BEGIN Document passage

Daily e-Edition
Evening e-Edition
Sign up for email newsletters
Sign up for email newsletters
Daily e-Edition
Evening e-Edition
Trending:
I never quite know when the opportunity will arise to check another item off my Florida bucket list.
When the invite came to cycle across the Sunshine State I jumped at the opportunity.
After my epic eight-day kayaking odyssey on the St. Johns River and a multiday trek on the Ocean to Lake Hiking Trail last year, my insatiable itch for adventure needed scratched again.
Kevin Bolton, 36, a friend who works at Adventure Cycling in Winter Springs, texted me around Thanksgiving with the invite to embark on a self-supported ride coast to coast joined by bike mechanic Ben Chalone, 27, who designed the route.
Over several days and 270 miles, we pedaled from St. Pete Beach to Ormond Beach, navigating our way through lush greenery of the Nature Coast and over the ancient sand dunes of Ocala National Forest.
Other than a weeklong bikepacking journey in 2014 from my hometown of Pittsburgh to Washington, D.C., my cycling experiences have been limited to day trips.

END Document passage

**Given problem 1**
Which places does the cycling article name along the route of the coast-to-coast ride?
The cycling article and the entries that follow it have nothing to do with each other.

BEGIN Data excerpts

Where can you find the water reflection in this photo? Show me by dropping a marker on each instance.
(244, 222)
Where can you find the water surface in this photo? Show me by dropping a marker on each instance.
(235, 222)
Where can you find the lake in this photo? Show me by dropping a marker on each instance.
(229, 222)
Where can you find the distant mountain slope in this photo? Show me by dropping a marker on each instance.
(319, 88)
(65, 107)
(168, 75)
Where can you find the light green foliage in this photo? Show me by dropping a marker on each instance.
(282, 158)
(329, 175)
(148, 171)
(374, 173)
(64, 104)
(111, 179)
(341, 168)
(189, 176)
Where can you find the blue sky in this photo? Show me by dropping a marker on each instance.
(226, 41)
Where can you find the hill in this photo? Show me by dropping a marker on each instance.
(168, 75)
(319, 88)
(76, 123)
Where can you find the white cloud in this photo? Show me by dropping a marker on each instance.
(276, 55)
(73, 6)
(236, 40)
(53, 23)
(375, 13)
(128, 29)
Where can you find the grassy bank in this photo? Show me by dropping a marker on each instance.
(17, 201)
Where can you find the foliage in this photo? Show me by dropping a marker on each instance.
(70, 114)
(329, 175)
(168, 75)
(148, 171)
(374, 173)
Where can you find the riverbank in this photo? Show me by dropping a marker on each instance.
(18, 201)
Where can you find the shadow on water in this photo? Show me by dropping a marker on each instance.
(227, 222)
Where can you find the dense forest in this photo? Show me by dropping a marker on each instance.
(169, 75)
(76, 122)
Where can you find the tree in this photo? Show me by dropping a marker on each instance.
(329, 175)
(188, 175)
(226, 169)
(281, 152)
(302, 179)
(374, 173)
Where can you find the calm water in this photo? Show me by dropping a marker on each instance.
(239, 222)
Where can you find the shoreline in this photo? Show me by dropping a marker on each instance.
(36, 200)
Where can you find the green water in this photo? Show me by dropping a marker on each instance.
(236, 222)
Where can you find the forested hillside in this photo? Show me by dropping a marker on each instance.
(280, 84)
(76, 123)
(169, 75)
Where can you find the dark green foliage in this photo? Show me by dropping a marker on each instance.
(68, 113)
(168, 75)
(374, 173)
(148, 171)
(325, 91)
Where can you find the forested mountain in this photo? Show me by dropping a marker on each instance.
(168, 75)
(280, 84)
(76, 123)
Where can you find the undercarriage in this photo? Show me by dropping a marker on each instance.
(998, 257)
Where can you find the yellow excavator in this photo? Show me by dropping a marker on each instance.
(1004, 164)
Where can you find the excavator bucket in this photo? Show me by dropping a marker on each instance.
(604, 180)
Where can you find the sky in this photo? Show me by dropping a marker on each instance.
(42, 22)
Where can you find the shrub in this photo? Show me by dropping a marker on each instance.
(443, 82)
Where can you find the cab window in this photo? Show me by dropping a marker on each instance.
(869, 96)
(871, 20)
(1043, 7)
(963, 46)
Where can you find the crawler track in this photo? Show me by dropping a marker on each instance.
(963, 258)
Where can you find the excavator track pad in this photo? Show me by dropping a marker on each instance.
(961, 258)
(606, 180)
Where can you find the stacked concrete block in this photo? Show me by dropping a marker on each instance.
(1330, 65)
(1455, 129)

END Data excerpts

**Given problem 2**
Can you gather every line of the entries that contains the string "foliage"? Case counts.

**Worked solution 1**
St. Pete Beach
Ormond Beach
The Nature Coast
Ocala National Forest

**Worked solution 2**
Where can you find the light green foliage in this photo? Show me by dropping a marker on each instance.
Where can you find the foliage in this photo? Show me by dropping a marker on each instance.
Where can you find the dark green foliage in this photo? Show me by dropping a marker on each instance.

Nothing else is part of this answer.